[Items listed in a dataset]

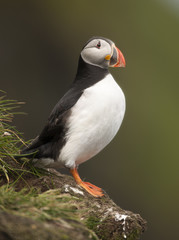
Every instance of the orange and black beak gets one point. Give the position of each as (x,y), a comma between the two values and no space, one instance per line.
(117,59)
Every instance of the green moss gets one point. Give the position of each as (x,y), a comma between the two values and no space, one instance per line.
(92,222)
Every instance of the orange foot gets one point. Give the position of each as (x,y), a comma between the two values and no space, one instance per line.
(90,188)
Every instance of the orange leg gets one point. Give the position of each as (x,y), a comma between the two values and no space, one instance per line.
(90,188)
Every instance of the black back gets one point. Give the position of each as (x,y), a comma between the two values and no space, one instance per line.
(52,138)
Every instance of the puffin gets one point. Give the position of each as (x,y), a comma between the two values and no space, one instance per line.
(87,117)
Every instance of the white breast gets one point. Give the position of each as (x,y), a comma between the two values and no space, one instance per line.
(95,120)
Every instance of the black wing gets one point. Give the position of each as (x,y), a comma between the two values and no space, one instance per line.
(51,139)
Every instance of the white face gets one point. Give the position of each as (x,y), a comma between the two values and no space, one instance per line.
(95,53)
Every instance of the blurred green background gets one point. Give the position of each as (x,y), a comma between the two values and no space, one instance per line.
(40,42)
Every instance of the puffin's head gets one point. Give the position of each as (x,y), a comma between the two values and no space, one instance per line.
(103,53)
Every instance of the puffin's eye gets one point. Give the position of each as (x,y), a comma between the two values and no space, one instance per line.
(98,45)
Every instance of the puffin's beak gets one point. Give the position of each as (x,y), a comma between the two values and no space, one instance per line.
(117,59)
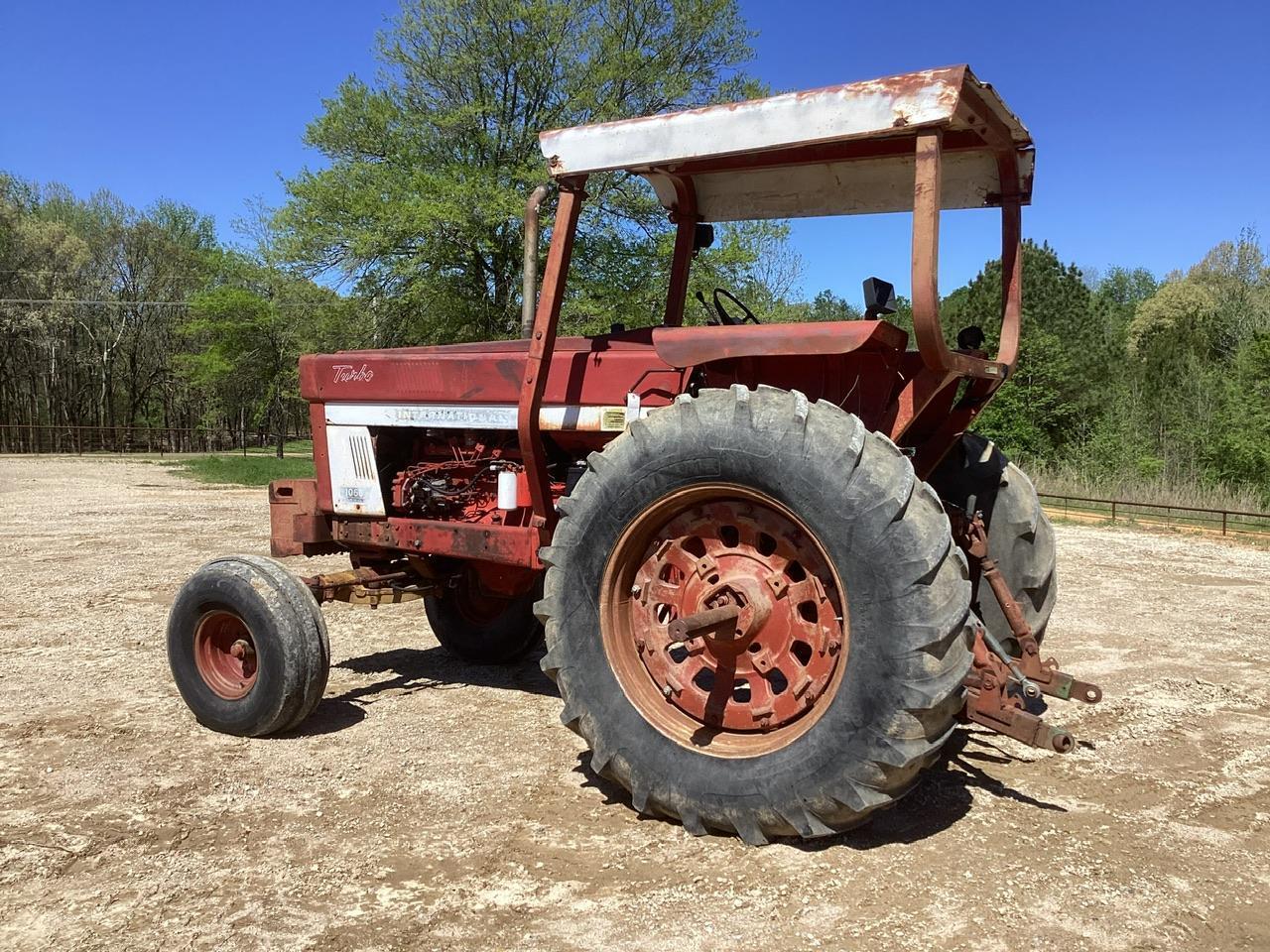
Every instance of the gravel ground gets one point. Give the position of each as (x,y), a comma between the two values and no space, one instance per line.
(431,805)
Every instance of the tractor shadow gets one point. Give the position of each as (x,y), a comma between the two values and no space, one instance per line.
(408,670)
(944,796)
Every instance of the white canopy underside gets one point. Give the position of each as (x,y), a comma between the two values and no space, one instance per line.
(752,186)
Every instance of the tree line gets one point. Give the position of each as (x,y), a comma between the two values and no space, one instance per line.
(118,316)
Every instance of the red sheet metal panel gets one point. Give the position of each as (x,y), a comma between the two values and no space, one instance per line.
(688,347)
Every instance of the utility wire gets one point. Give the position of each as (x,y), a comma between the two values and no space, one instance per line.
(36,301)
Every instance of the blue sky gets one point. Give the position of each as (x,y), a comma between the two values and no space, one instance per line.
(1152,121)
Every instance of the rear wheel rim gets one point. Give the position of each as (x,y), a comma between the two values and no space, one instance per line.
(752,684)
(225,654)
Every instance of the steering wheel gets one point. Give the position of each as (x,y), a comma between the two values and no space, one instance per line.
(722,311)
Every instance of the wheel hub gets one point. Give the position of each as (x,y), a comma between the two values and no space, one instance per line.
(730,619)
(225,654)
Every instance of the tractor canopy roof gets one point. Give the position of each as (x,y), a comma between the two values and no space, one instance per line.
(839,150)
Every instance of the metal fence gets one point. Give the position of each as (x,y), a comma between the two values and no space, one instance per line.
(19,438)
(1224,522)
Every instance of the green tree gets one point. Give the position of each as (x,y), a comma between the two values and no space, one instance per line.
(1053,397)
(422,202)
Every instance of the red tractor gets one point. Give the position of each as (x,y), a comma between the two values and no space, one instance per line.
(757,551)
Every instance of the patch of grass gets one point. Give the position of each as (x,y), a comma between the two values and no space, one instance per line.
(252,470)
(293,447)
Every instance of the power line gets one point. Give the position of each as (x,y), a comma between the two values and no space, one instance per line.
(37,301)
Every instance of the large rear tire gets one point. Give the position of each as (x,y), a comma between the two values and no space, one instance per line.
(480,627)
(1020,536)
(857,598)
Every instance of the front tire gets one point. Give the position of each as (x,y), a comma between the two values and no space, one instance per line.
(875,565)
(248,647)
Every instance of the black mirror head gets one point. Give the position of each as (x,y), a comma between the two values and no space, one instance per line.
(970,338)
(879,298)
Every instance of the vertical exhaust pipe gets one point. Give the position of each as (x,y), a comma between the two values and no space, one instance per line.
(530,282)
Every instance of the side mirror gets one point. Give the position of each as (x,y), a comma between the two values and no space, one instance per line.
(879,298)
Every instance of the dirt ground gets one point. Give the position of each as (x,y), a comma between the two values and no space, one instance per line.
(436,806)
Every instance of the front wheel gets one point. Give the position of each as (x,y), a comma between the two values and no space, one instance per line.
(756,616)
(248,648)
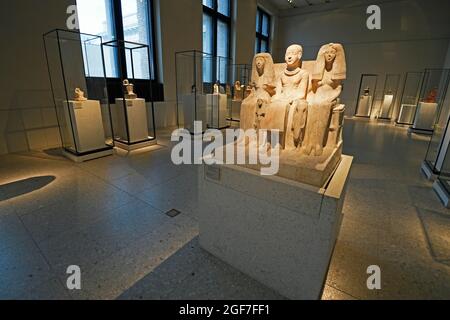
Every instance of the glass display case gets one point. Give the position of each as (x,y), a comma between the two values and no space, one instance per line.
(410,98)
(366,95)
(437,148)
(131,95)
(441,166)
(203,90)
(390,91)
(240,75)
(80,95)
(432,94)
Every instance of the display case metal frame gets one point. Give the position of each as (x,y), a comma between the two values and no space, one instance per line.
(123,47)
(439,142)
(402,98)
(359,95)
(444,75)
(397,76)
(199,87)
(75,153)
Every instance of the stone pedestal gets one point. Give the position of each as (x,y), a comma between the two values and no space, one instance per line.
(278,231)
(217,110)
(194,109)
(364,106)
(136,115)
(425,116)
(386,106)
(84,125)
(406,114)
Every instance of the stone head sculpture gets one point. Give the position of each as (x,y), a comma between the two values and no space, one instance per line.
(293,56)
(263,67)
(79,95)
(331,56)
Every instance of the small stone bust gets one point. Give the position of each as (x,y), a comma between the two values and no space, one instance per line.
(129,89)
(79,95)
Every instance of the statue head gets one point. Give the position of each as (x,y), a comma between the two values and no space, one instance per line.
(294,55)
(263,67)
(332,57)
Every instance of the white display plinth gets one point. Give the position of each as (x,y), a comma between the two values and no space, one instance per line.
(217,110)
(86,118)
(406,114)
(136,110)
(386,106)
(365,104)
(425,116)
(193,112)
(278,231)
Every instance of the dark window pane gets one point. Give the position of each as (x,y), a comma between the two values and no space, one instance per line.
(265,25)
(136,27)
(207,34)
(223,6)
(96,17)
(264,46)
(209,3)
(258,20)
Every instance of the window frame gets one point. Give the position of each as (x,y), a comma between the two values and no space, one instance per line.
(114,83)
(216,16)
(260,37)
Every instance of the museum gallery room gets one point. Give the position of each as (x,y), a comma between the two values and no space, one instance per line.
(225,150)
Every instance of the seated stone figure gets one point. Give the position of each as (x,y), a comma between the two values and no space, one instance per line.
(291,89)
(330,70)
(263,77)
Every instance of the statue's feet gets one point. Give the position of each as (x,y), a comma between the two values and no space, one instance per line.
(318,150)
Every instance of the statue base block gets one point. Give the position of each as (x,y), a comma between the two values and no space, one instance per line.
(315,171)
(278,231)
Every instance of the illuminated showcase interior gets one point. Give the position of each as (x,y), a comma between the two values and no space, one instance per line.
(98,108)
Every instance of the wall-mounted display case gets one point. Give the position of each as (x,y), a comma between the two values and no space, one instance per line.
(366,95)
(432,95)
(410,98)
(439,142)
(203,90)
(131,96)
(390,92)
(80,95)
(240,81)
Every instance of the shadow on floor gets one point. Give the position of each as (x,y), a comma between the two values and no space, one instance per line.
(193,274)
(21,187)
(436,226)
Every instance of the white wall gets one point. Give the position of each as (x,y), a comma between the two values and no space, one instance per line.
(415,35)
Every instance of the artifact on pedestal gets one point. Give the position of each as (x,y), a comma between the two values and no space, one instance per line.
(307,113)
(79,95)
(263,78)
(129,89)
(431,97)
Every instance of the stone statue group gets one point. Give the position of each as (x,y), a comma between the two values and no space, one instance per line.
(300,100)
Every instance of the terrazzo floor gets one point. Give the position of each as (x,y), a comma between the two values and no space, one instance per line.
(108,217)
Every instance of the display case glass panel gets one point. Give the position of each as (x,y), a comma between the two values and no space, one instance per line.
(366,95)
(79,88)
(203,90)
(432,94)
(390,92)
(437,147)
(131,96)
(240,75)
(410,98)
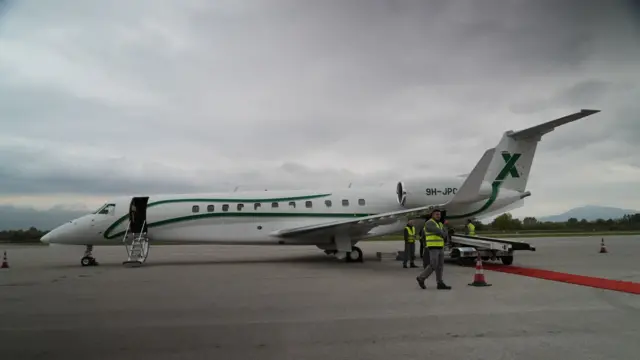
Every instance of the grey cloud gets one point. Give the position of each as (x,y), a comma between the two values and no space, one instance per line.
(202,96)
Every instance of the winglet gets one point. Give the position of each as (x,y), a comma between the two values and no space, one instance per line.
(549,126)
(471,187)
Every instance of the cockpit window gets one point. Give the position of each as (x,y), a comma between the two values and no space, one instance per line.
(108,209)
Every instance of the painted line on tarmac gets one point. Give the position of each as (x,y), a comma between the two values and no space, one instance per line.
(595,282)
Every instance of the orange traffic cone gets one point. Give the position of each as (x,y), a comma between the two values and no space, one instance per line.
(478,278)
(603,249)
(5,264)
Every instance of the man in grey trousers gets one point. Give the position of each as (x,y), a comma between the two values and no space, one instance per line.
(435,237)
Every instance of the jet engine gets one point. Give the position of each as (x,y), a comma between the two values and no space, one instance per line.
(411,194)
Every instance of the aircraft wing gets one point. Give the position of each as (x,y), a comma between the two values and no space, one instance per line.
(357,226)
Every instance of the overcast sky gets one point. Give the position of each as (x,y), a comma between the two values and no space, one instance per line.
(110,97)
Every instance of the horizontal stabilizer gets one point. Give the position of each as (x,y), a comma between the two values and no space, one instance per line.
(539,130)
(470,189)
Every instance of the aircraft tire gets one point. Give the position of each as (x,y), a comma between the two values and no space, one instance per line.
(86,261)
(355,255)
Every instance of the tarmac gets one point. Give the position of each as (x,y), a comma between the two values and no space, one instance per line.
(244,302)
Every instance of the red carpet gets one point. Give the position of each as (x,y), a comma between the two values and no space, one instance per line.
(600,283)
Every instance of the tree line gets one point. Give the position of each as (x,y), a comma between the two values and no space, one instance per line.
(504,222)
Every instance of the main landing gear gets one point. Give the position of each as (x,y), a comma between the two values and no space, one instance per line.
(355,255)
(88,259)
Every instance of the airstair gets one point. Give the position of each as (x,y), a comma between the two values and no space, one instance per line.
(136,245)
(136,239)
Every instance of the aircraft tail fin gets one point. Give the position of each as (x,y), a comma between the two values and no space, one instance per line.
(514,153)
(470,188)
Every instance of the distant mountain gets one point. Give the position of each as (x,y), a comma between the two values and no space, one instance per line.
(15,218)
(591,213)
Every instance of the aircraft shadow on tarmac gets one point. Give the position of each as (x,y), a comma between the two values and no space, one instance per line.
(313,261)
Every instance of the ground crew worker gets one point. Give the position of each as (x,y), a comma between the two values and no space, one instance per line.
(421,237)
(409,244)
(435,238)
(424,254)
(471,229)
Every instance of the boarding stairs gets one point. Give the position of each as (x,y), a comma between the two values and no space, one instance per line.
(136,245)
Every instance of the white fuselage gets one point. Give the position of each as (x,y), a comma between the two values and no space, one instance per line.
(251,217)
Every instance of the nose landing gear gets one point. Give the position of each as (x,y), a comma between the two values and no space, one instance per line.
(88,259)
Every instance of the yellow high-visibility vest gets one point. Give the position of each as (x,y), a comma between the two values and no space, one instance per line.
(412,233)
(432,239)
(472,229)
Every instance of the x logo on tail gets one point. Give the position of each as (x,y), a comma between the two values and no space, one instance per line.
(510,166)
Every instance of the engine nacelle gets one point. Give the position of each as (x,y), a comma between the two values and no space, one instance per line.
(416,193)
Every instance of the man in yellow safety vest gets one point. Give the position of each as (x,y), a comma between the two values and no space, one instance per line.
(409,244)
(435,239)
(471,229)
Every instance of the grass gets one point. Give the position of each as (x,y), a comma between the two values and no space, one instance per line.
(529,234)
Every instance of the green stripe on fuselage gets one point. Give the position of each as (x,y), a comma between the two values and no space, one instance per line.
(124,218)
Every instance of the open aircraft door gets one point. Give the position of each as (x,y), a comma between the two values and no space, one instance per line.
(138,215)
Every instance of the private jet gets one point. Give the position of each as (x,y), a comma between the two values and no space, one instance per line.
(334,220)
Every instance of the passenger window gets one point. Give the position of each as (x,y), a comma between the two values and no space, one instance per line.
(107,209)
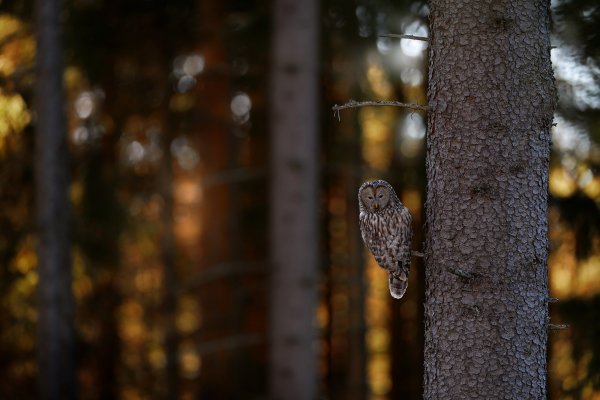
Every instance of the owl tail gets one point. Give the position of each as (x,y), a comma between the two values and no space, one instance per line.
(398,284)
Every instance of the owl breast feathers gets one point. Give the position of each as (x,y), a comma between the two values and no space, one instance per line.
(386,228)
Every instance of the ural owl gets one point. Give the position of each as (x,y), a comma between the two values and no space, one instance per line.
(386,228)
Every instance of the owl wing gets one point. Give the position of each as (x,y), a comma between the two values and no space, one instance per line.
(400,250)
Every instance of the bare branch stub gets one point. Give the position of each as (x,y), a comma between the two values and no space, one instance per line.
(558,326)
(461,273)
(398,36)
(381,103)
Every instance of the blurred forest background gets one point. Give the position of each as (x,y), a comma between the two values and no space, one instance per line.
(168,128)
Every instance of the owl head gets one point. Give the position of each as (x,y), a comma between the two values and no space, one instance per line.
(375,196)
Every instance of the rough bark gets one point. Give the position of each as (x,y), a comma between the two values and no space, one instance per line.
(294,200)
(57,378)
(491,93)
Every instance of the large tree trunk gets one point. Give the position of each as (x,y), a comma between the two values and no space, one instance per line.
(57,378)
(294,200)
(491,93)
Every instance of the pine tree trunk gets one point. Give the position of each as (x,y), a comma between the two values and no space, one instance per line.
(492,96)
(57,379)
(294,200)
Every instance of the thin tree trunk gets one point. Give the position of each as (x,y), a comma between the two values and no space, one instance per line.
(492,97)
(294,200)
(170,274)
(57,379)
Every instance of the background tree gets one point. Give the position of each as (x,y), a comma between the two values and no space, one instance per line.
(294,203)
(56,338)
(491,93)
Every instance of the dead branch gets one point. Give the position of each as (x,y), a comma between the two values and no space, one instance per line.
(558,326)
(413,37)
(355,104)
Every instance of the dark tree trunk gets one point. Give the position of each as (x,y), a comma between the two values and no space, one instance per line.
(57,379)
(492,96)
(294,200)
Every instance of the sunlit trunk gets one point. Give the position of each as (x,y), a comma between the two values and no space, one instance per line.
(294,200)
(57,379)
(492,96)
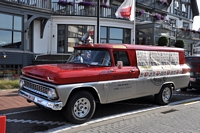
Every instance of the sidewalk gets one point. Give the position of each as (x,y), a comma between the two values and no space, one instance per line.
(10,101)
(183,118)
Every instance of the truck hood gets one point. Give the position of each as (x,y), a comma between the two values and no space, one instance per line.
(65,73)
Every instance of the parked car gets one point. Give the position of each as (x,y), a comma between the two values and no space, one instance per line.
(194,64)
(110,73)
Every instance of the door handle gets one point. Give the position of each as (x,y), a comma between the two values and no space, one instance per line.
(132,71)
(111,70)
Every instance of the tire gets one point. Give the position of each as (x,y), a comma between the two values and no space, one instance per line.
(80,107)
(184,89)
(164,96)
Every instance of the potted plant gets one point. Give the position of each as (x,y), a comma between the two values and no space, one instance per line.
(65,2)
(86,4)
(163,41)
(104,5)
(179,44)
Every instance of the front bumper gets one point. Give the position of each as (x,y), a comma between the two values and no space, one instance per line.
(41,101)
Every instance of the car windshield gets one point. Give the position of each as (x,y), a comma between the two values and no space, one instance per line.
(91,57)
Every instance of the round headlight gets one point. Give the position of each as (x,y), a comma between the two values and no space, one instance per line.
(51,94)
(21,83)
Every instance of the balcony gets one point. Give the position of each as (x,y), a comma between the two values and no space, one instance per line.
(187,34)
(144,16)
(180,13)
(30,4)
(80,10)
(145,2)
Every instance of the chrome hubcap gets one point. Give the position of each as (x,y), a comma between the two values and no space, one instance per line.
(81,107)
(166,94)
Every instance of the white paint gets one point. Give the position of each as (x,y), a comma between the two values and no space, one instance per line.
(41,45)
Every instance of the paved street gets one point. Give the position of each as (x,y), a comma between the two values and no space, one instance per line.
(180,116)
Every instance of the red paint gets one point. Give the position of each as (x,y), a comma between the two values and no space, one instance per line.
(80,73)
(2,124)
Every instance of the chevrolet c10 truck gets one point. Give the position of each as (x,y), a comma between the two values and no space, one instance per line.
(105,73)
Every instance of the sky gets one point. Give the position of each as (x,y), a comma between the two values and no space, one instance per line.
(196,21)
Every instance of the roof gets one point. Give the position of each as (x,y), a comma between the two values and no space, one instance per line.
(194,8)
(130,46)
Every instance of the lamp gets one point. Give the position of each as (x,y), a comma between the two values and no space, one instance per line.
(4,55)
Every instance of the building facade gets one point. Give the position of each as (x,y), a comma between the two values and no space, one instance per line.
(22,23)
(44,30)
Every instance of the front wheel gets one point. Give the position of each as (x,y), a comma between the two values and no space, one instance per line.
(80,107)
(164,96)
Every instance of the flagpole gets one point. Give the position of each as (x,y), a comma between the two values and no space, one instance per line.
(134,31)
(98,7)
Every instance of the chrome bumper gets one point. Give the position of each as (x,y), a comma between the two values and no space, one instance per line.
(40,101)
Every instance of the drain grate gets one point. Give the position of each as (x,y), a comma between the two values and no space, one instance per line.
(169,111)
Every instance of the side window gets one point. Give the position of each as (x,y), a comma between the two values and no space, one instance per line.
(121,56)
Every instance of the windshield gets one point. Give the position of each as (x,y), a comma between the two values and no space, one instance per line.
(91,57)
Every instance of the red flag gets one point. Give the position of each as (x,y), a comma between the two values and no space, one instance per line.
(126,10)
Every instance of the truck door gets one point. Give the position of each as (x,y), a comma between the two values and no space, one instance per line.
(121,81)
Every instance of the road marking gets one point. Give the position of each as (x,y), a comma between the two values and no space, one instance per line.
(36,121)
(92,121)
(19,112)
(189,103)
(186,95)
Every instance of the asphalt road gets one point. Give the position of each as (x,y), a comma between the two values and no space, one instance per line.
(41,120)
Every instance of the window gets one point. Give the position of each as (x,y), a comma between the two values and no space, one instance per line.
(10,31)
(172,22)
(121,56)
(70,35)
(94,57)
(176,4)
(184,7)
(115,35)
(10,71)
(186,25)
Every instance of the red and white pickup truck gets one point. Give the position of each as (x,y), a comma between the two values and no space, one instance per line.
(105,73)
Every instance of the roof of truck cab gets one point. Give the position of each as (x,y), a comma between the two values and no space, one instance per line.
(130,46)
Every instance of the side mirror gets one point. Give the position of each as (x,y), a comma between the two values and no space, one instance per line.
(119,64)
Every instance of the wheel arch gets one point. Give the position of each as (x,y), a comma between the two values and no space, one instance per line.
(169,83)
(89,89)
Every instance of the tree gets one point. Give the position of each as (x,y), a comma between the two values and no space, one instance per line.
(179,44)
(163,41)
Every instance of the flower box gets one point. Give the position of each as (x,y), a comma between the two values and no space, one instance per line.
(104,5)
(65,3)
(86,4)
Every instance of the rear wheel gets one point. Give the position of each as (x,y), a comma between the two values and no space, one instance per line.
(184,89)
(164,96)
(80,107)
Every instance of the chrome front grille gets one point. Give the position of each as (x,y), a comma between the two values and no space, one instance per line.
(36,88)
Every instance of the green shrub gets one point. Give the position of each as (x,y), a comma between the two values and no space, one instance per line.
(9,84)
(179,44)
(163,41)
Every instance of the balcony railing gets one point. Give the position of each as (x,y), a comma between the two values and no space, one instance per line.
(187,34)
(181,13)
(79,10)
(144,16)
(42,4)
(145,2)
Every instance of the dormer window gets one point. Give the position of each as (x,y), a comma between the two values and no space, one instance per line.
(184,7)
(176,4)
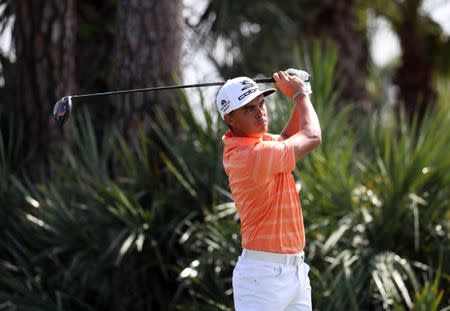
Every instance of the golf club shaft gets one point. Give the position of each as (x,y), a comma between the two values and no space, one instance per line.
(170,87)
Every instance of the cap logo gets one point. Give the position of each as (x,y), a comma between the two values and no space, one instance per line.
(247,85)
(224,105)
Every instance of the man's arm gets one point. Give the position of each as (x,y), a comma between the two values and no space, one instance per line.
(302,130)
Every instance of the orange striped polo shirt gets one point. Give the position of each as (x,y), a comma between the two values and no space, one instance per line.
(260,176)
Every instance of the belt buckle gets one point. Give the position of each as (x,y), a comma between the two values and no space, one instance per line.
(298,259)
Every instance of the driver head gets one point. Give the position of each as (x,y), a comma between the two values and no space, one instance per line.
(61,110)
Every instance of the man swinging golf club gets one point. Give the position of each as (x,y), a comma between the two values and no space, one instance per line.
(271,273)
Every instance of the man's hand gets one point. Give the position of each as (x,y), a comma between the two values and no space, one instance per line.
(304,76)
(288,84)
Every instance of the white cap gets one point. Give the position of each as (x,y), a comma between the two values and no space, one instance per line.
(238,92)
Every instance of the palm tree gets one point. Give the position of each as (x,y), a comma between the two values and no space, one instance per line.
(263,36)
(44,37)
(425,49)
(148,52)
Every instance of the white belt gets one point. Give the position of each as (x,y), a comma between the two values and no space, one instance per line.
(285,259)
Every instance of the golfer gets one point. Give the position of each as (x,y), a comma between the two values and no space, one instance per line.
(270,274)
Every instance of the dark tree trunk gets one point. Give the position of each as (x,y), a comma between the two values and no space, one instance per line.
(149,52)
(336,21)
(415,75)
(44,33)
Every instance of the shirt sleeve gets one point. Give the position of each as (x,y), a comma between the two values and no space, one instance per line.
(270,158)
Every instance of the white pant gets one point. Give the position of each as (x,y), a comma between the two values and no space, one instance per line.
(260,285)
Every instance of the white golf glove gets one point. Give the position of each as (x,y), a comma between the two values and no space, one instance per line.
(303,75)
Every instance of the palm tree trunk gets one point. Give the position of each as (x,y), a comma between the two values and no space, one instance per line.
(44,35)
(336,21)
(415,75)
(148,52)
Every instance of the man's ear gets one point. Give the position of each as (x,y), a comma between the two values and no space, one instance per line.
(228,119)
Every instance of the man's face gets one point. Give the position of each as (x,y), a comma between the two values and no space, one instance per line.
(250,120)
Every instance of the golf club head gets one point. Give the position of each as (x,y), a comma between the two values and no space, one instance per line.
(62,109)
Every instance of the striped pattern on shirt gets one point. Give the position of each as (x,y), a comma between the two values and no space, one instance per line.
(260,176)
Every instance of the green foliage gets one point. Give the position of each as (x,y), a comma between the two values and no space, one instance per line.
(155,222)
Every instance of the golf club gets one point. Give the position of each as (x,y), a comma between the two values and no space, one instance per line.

__TO DO__
Repeat exactly, and only, the lines from the line with "Every instance of the golf club head" through the end of the listing above, both ends included.

__ANSWER TO THE EXERCISE__
Every instance of the golf club head gets one point. Give the position of each as (x,y), a comma between the two values and no space, one instance per line.
(62,109)
Every instance of the striped pattern on shirt gets one point. Give the position of each as (x,y), a comma between the two values and no space, one instance per line.
(260,176)
Every instance of the green foliage gets one point. Give the position of each as (x,y), a comma between the two values and no space, one instance per line.
(155,222)
Every instance of the golf club gets one point. Give the position of each as (x,y), a comma between the two values and no space, one instance per line.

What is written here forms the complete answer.